> **TASK PROMPT**:
Update the material from its first line through the line with "167 55 194 89" by swapping "Target class" for "Object type" each time it appears, leaving everything else alone. Return only those lines.

> **DATASET**:
──────
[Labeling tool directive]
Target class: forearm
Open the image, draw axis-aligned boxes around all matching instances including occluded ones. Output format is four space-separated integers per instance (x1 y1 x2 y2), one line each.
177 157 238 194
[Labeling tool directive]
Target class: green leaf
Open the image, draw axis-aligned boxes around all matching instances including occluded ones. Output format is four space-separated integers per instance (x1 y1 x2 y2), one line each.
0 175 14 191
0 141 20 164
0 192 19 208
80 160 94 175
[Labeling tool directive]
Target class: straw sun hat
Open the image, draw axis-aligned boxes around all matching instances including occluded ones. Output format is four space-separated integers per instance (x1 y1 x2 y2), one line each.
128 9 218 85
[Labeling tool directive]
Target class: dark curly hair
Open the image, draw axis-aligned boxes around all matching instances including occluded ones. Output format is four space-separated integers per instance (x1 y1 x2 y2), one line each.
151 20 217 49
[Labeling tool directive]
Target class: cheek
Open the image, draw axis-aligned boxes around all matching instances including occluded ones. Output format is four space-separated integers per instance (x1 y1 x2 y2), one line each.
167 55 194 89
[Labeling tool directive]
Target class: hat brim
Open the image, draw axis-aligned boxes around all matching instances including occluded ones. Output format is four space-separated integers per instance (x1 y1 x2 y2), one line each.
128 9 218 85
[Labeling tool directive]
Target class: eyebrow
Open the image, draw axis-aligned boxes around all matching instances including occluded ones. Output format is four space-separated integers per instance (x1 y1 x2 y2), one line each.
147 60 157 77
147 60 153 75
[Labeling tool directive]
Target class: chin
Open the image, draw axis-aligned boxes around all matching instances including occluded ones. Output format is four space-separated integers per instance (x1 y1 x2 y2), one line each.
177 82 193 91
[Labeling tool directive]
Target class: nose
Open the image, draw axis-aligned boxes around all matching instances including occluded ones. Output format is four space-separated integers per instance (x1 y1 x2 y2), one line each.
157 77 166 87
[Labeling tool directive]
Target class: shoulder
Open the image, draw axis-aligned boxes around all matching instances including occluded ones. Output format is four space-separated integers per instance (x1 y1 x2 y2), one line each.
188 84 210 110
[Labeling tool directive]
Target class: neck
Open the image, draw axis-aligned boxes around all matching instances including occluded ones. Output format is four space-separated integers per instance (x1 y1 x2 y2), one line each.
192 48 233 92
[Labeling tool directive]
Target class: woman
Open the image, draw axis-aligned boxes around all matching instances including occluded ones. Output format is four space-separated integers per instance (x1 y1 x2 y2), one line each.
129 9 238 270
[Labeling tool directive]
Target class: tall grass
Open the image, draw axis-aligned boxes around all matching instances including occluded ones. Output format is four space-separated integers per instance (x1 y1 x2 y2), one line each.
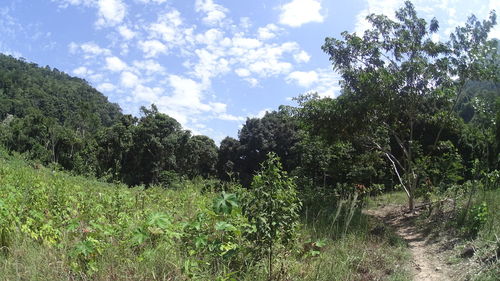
0 151 409 281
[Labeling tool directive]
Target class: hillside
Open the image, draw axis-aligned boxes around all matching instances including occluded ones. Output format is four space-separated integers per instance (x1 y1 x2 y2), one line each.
0 54 122 128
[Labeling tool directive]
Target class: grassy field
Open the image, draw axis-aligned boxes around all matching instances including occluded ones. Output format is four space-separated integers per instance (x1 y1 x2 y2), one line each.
0 149 410 281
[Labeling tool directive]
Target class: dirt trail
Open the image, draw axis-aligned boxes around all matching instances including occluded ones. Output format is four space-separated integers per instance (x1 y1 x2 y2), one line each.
366 205 452 281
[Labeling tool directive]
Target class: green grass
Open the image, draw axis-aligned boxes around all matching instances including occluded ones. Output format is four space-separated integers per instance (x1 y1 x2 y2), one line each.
367 188 408 208
0 150 410 281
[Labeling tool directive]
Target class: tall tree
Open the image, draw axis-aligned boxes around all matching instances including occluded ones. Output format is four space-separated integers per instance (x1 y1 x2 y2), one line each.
322 1 496 209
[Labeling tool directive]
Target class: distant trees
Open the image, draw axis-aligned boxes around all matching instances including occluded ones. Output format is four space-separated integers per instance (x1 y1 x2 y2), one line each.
0 55 218 185
316 1 498 209
0 2 500 201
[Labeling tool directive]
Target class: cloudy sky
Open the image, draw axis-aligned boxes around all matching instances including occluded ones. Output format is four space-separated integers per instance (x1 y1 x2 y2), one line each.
0 0 500 141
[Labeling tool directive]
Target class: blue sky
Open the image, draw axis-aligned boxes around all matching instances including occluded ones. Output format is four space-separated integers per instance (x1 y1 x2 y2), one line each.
0 0 500 142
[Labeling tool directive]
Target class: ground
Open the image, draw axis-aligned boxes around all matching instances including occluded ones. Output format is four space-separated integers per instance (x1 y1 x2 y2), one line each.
366 204 454 281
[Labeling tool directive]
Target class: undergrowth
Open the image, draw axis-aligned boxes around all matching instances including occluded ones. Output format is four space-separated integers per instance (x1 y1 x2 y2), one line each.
0 151 410 281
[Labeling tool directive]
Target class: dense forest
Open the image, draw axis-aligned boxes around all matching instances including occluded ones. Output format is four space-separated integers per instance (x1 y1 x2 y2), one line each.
0 2 500 280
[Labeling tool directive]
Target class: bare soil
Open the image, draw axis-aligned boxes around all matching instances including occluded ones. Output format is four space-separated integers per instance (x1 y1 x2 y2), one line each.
365 205 453 281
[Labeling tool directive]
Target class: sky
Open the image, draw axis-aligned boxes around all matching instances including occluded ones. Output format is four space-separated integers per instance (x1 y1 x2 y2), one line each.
0 0 500 142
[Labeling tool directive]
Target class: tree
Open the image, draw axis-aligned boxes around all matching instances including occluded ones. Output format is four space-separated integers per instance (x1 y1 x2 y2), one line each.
184 135 217 177
244 153 301 280
322 1 496 209
217 137 241 180
236 108 299 185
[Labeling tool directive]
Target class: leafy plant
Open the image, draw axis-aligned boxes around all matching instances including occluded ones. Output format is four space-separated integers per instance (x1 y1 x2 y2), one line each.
244 153 301 278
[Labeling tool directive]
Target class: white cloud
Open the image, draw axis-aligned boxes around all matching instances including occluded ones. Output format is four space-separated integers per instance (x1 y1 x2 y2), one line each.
257 23 282 40
249 108 273 118
293 51 311 63
96 0 127 27
217 113 246 122
118 25 136 40
132 84 164 104
120 71 140 88
354 0 403 35
209 102 227 113
69 42 111 59
234 68 251 77
285 68 341 97
286 71 318 87
195 0 228 25
106 57 127 72
138 0 167 4
52 0 95 8
280 0 324 27
73 66 93 76
139 40 168 58
97 82 116 92
133 60 165 75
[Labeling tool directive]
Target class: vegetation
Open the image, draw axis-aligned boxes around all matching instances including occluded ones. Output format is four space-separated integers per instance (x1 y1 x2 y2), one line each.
0 2 500 280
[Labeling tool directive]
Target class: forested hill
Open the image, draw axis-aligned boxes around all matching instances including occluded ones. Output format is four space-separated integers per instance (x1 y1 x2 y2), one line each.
0 54 122 128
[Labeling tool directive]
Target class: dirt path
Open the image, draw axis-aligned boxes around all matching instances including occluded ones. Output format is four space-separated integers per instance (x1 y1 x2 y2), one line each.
366 205 452 281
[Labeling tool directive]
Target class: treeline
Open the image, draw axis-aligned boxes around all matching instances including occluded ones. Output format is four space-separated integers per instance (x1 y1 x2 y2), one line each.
0 55 217 185
0 2 500 207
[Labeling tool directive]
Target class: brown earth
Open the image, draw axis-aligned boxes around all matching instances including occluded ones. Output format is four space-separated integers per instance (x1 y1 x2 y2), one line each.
365 205 453 281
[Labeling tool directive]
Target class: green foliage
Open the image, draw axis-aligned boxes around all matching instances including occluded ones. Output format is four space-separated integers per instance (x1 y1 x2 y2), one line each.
466 202 488 237
244 153 301 278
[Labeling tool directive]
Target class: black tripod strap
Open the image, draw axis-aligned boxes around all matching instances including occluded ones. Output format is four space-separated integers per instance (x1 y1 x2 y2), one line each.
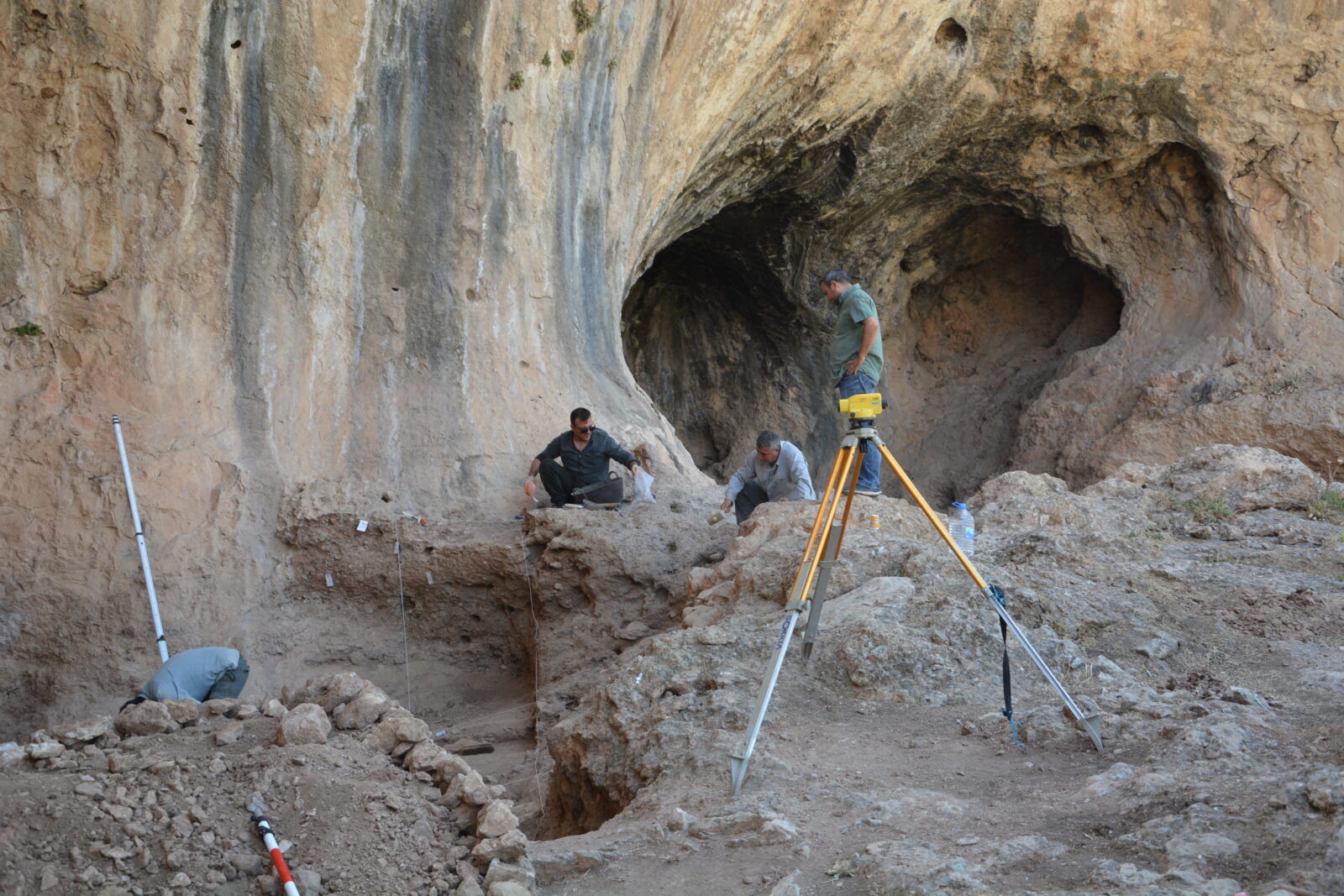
990 584 1026 747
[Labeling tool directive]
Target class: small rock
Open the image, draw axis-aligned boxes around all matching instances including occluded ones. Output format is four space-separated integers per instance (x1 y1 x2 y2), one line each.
484 859 536 892
164 697 202 728
215 721 244 747
51 716 112 747
472 829 527 862
0 740 29 770
23 743 66 762
770 869 802 896
461 768 492 806
333 681 392 731
276 703 332 747
1134 631 1180 659
475 799 517 838
1221 688 1268 712
293 867 323 896
313 672 368 712
200 697 240 716
113 700 177 736
457 878 486 896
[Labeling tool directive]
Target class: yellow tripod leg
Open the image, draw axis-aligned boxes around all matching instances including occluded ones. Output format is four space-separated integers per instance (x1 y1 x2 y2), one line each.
789 445 853 600
802 451 862 663
730 442 858 797
874 446 1104 752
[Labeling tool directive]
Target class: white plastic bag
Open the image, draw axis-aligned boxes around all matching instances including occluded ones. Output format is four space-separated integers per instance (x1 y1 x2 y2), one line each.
632 470 654 504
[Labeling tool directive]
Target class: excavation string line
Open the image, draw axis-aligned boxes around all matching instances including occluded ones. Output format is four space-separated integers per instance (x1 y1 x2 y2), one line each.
373 516 551 820
395 517 412 710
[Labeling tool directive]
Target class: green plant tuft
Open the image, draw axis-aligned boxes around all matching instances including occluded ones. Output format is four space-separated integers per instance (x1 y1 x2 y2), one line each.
1304 489 1344 520
570 0 593 34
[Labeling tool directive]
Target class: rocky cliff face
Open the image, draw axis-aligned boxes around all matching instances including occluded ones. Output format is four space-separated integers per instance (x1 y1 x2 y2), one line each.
0 0 1344 736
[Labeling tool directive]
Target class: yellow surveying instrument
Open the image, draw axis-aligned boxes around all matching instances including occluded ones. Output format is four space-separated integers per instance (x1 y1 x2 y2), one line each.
731 392 1102 797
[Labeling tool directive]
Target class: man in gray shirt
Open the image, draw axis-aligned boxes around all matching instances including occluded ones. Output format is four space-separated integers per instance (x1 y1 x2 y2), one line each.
123 647 251 710
527 407 640 506
722 430 817 522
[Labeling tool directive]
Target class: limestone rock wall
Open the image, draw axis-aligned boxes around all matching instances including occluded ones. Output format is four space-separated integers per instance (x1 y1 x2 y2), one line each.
0 0 1344 724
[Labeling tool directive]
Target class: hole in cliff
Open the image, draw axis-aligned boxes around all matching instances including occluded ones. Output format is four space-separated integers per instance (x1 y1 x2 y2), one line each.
──────
> **ANSWER IN FULL**:
[Labeling tool directive]
Object type: forearm
Open the image, draw axis-aligned boxes around all matching instances including occluded ones. Output format is four space-separated integers per instance (x1 y1 x2 y2), one line each.
177 157 238 194
[Labeling tool directive]
Object type: green leaf
Open the image, draw axis-aligned boxes around all matching instances including occluded ones. Output format is four space-separated integers per instance (x1 y1 x2 y2), one line each.
0 175 14 191
0 141 20 164
0 192 19 208
80 160 94 175
[Labeling tool directive]
Object type: straw sun hat
Open the image, draw axis-aligned boxes around all matching instances including occluded ones. Output format is four space-separated integers per instance (x1 y1 x2 y2), one line each.
128 9 218 85
[Labeling tool directive]
Object type: dark curly hair
Open the image, draw axis-aligned boxes around all matching instances including occluded ones. Output format is four space-separated integers per instance (x1 y1 x2 y2), one line each.
151 20 217 49
[Labeling tool directive]
Object type: cheek
Open the image, draw axis-aligned boxes around all matching instances including occluded ones. Output format is four space-separated integers per instance (x1 y1 x2 y2), one line each.
167 55 194 89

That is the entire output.